Section 4022. Foreclosure Moratorium And Consumer Right To Request Forbearance

Single-family homes that are backed by a federal mortgage loan may request forbearance of up to a year.

For the purposes of this section, “single-family” means homes designed for one to four families, and a “federally backed mortgage loan” is a loan insured by a federal agency, most obviously the Federal Housing Administration (FHA) or the Department of Veterans Affairs. Any borrower experiencing direct or indirect financial hardship relating to the coronavirus is able to request 180 days forbearance, regardless of delinquency status. This period can be extended another 180 days at the request of the borrower. During this period of forbearance, no fees or interest will be applied to the borrower.

In addition, servicers of federally backed mortgage loans cannot initiate foreclosure proceedings or foreclosure-related evictions for at least 60 days beginning March 18, 2020. This restriction does not apply to vacant or abandoned properties.

Section 4023. Forbearance Of Residential Mortgage Loan Payments For Multifamily Properties With Federally Backed Loans

Under this section, the forbearance options available to single-family borrowers are extended to borrowers in multifamily properties, for example apartment buildings. This forbearance, however, has additional requirements; borrowers must be current on their payments and not evict a tenant or charge late fees or other penalties to tenants during the period of forgiveness. Multifamily forbearance will also cease on either the end of the national emergency or December 31, 2020, whichever comes sooner.

Section 4024. Temporary Moratorium On Eviction Filings

For 120 days from the enactment of the Act (March 27, 2020), lessors of all properties backed by federal mortgage loans can neither evict tenants nor charge fees or penalties for the nonpayment of rent.

Division B – Emergency Appropriations for Coronavirus Health Response and Agency Operations

Title XII, Department of Housing and Urban Development

Division B sets out additional agency appropriations to enhance agency preparedness in the face of the threats raised by the coronavirus. These sums include additional funds to the Department of Housing and Urban Development (HUD).

§ RECORDED INFORMATION
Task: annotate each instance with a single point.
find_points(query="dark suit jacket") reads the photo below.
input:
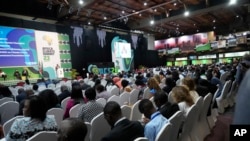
(168, 109)
(125, 130)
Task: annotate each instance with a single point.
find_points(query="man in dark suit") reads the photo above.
(122, 128)
(25, 73)
(166, 108)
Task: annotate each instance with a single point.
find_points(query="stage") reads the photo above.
(14, 82)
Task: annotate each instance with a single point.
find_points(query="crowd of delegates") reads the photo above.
(183, 84)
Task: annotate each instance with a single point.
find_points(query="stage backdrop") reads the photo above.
(40, 52)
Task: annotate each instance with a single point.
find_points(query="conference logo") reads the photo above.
(48, 39)
(93, 68)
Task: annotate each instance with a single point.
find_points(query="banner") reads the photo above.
(17, 47)
(48, 51)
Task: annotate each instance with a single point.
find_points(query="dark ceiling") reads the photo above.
(205, 15)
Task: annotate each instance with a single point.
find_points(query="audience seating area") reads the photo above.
(195, 126)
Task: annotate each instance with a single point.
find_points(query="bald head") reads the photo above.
(72, 129)
(112, 112)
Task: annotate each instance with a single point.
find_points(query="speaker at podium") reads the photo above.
(60, 73)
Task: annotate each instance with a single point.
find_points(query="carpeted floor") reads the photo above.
(221, 130)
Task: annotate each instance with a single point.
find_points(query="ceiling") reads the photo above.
(134, 16)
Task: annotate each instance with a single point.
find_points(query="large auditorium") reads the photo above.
(124, 70)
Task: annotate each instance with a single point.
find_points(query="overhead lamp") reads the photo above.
(152, 22)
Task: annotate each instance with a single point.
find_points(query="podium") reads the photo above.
(60, 73)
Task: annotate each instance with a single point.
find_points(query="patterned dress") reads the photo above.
(24, 128)
(89, 110)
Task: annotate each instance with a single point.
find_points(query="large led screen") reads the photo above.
(17, 47)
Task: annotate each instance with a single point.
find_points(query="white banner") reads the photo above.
(48, 51)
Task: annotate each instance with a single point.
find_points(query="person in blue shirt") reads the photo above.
(156, 119)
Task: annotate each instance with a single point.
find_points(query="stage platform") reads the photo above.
(14, 82)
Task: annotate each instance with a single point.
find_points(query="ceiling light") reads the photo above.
(81, 2)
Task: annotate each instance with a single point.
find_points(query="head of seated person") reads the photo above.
(72, 129)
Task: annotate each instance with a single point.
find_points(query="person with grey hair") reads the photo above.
(242, 112)
(122, 129)
(72, 129)
(64, 93)
(242, 68)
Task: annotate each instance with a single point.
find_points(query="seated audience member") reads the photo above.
(153, 86)
(242, 112)
(3, 74)
(83, 85)
(35, 88)
(50, 98)
(169, 82)
(181, 96)
(34, 120)
(5, 92)
(72, 129)
(97, 82)
(122, 129)
(64, 93)
(211, 77)
(21, 95)
(189, 82)
(92, 108)
(101, 92)
(25, 73)
(17, 75)
(27, 93)
(76, 97)
(125, 86)
(164, 107)
(157, 120)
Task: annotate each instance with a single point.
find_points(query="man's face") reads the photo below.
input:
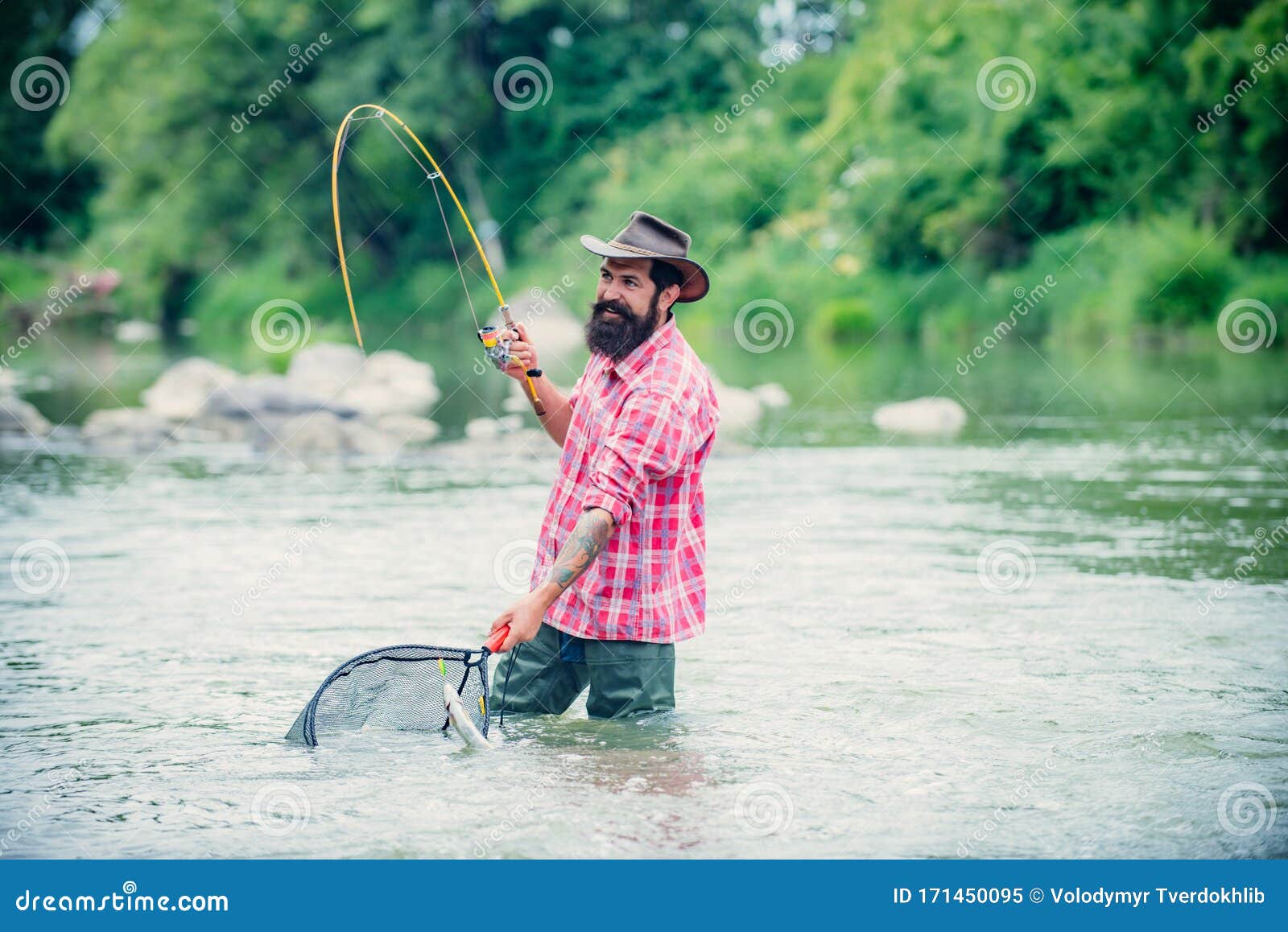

§ REQUIRED ACTION
Please set down the part of the text on the coronavirus relief housing provisions, from "For the purposes" up to and including "or abandoned properties.", without changing a word. The lines have nothing to do with this.

§ RESPONSE AREA
For the purposes of this section, “single-family” means homes designed for one to four families, and a “federally backed mortgage loan” is a loan insured by a federal agency, most obviously the Federal Housing Administration (FHA) or the Department of Veterans Affairs. Any borrower experiencing direct or indirect financial hardship relating to the coronavirus is able to request 180 days forbearance, regardless of delinquency status. This period can be extended another 180 days at the request of the borrower. During this period of forbearance, no fees or interest will be applied to the borrower.

In addition, servicers of federally backed mortgage loans cannot initiate foreclosure proceedings or foreclosure-related evictions for at least 60 days beginning March 18, 2020. This restriction does not apply to vacant or abandoned properties.